**本文の抜粋**
こんばんは、茅野です。
『Pokémon LEGENDS アルセウス』が発売され、次は『ELDEN RING』……と、大手ゲーム会社が新作を次々とリリースする正に豊作とも言うべき2022年。コントローラが手から離れません。
そしてその「豊作」っぷりはソーシャルゲームに於いても同様であった! 新年に続き……、来てしまいましたね……アヤベさん……!
↑ 1st Anniversary を目前として集金に本気を出してきた Cygames の図。
ナリタトップロードの参戦もありましたし、今年は世紀末だというのか。何はともあれ、お迎えに上がりましょう!
↑ これまでにタマモクロス、アグネスデジタル(3回目)などが来てくれました。早めに来てくれて助かりました!

**提供された資料**
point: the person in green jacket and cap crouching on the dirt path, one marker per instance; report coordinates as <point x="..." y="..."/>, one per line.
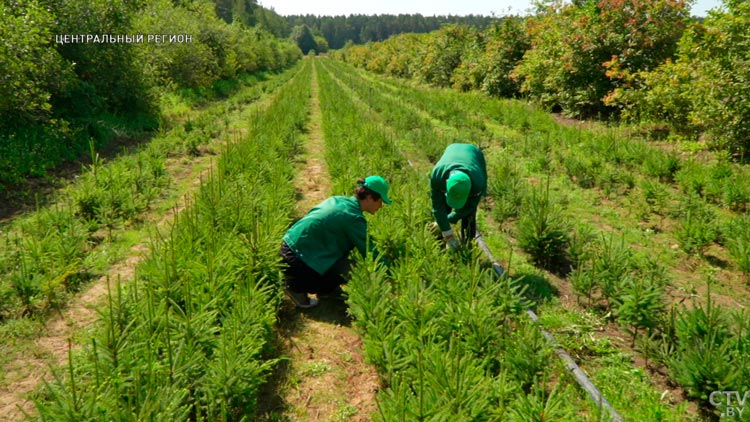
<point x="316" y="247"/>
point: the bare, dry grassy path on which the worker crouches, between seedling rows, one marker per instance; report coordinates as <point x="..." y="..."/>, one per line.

==

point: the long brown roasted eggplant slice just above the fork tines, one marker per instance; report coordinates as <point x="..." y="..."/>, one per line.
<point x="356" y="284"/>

**課題一覧**
- a) 本文の抜粋を読んで、次の問いに答えてください。
(i) 書き手は自分を何と名乗っていますか。
(ii) 『Pokémon LEGENDS アルセウス』の次に挙げられているゲームは何ですか。
(iii) これまでに来てくれたとして名前が出ているのは誰ですか。
- b) 次の (i)〜(iii) が本文の抜粋の内容と合っているか、それぞれ「はい」か「いいえ」で答え、決め手となる本文の言葉をそのまま引いてください。
(i) 書き手は、コントローラが手から離れないと書いている。
(ii) ソーシャルゲームには「豊作」は当てはまらないと書かれている。
(iii) Cygames は 2nd Anniversary を目前にしていると書かれている。
- c) 本文の抜粋から、「そしてその「豊作」っぷりはソ」を含む言葉で始まり「れ、お迎えに上がりましょう!」で終わる部分を、一字も変えずに書き出してください。

**回答一覧**
- a)
(i) 茅野
(ii) 『ELDEN RING』
(iii) タマモクロス、アグネスデジタル(3回目)など

- b)
(i) はい。「コントローラが手から離れません。」
(ii) いいえ。「そしてその「豊作」っぷりはソーシャルゲームに於いても同様であった!」
(iii) いいえ。「1st Anniversary を目前として集金に本気を出してきた Cygames の図。」

- c)
そしてその「豊作」っぷりはソーシャルゲームに於いても同様であった! 新年に続き……、来てしまいましたね……アヤベさん……!
↑ 1st Anniversary を目前として集金に本気を出してきた Cygames の図。
ナリタトップロードの参戦もありましたし、今年は世紀末だというのか。何はともあれ、お迎えに上がりましょう!